Information:
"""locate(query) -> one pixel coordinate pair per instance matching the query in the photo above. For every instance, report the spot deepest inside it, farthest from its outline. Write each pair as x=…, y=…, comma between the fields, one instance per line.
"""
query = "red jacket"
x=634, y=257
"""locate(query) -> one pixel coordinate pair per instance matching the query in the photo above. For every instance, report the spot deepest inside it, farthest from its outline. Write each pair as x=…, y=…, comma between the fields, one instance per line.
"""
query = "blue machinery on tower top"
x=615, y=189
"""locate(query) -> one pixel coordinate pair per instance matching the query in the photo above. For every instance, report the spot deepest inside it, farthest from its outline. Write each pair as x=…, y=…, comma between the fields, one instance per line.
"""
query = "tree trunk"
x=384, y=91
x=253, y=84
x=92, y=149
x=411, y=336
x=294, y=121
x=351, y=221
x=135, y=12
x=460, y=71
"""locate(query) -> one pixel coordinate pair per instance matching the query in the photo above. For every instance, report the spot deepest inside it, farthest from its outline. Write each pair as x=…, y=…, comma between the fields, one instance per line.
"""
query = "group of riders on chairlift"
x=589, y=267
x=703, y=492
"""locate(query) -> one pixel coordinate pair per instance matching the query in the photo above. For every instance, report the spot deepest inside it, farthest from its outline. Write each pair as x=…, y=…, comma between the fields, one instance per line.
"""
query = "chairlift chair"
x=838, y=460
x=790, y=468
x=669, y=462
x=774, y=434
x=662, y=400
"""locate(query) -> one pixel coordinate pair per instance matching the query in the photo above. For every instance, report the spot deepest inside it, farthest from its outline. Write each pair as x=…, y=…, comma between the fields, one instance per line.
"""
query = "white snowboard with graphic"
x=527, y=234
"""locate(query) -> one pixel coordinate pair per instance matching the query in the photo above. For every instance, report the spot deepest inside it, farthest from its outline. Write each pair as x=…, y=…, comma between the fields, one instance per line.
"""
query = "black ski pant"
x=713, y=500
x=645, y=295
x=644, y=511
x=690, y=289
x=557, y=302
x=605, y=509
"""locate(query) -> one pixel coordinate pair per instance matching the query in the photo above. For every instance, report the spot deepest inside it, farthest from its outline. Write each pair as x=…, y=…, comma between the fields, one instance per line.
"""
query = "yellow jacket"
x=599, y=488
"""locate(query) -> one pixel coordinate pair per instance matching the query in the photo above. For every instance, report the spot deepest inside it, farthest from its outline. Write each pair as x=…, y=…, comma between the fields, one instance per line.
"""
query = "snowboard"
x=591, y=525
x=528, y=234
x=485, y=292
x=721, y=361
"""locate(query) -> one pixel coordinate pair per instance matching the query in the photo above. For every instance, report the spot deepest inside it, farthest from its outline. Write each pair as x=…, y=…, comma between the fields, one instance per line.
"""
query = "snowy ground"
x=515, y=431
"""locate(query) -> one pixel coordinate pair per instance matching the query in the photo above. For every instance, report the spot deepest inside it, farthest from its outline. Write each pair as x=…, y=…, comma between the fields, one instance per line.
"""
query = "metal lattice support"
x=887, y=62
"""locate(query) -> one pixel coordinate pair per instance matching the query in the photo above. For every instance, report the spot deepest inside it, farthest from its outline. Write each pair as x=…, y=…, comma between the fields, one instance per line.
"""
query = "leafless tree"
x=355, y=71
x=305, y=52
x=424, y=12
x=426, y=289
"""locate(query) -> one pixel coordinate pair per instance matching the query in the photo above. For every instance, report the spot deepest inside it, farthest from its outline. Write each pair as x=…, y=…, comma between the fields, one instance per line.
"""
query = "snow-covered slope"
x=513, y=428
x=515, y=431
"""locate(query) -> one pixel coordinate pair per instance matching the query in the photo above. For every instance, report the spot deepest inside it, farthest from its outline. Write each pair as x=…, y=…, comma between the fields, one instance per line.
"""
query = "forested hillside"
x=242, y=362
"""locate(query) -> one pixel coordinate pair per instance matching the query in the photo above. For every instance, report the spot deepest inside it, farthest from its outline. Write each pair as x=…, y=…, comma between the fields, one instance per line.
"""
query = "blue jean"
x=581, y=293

What is needed:
Output a faithful copy of every entry, keeping each line as written.

Exercise answer:
"""locate(query) -> one pixel coordinate pair per instance matching the query in the photo above. For every instance, report the spot deepest inside it, farthest from its outline. Write each pair as x=…, y=…, comma between the fields, one instance per line.
"""
query = "red jacket"
x=634, y=257
"""locate(query) -> one pixel coordinate pair per instance matching the query in the photo above. For every instance, report the spot deepest inside it, farthest from its outline. Write each pair as x=…, y=…, comma between the fields, one instance per line.
"""
query = "blue machinery on tower top"
x=615, y=189
"""locate(query) -> one pixel coordinate pair per instance matching the query in the photo above. For every instance, report the spot deepest inside it, farthest from its outline. Write each pair as x=…, y=…, comma between the fields, one instance per line.
"""
query = "tree trunk"
x=384, y=91
x=253, y=84
x=92, y=149
x=411, y=336
x=294, y=121
x=351, y=221
x=135, y=12
x=460, y=71
"""locate(query) -> one pixel coordinate pair per instance matching the query in the photo above. For every instance, report the spot deepest inside it, farthest from its outline. Write each pair as x=…, y=…, comma between the fields, one instance per line.
"""
query = "group of riders on chairlift"
x=589, y=267
x=703, y=492
"""locate(query) -> one pixel coordinate pair per instance matching the query in the photo above. For every instance, report the spot deepest inside it, farthest from its outline. Write each pair as x=…, y=…, comma between the fields, one instance per line.
"""
query = "chairlift chair"
x=838, y=460
x=790, y=468
x=669, y=462
x=774, y=434
x=662, y=400
"""locate(query) -> one pixel coordinate pair per instance matching the query in the photo above. For every instance, report the spot deepest inside it, farthest from its outline. Write each pair as x=…, y=…, comma between the fields, one instance per line.
"""
query = "white snowboard with graphic"
x=527, y=234
"""locate(query) -> one pixel coordinate pair per instance matching the query in the photo above. For every instance, report the spot deepest inside it, farthest from its outline. Write each pair as x=…, y=…, comma between the fields, one instance per line.
"""
query = "black ski pant"
x=713, y=500
x=645, y=295
x=644, y=511
x=690, y=289
x=557, y=302
x=605, y=509
"""locate(query) -> one pixel coordinate pair per instance matching the query in the photo above. For every instance, report the spot deepest inside it, farthest from its outline. Write each pair as x=…, y=…, comma between the fields, one instance per line.
"""
query = "yellow jacket"
x=599, y=488
"""locate(query) -> one pixel coordinate pair per instance matching the query in the photo above. For every instance, report the spot deepest inside it, farthest from its outline. Write each pair as x=…, y=…, comma between the fields, one instance per line.
"""
query = "snowboard"
x=591, y=525
x=528, y=234
x=485, y=292
x=721, y=361
"""locate(query) -> one pixel coordinate pair per instance matching the query in the photo above. For every instance, report the spot deepest inside it, farthest from its outline. Write each pair as x=…, y=…, comma between the fields, one instance per line.
"""
query = "snowy ground"
x=515, y=431
"""locate(query) -> one pixel coordinate pair per instance matching the query in the photo above. For every instance, report the spot deepest inside it, farthest from its outline. Write each pair as x=…, y=…, comma between the fields, one instance per line.
"""
query = "metal lattice support"
x=887, y=62
"""locate(query) -> one pixel coordinate pair per instance matching the query in the photo above. For every instance, report the spot deepest inside it, farthest from its outline. Write each pair as x=…, y=…, comma between the fields, one instance per line.
"""
query = "leafless tree"
x=355, y=71
x=305, y=52
x=424, y=12
x=426, y=289
"""locate(query) -> one pixel coordinate pair per instance matching the query in the photo above. For every instance, report the spot deepest inside it, farthest from its outline. Write each pair as x=…, y=…, comma between the fields, one instance per line.
"""
query = "snow-covered slope"
x=513, y=428
x=515, y=431
"""locate(query) -> one pixel coordinate pair per instance matching the query in the photo above. For every instance, report the spot deepest inside it, farthest from its outline. Write each pair as x=…, y=…, comma between the fields, one instance per line.
"""
query = "forested hillside"
x=242, y=362
"""locate(query) -> one pixel coordinate pair per instance matching the query in the photo above. For every instance, report the spot deepest inside it, farthest from its outline. Write each pair as x=…, y=…, comma between the fields, one instance per line.
"""
query = "blue jean"
x=581, y=293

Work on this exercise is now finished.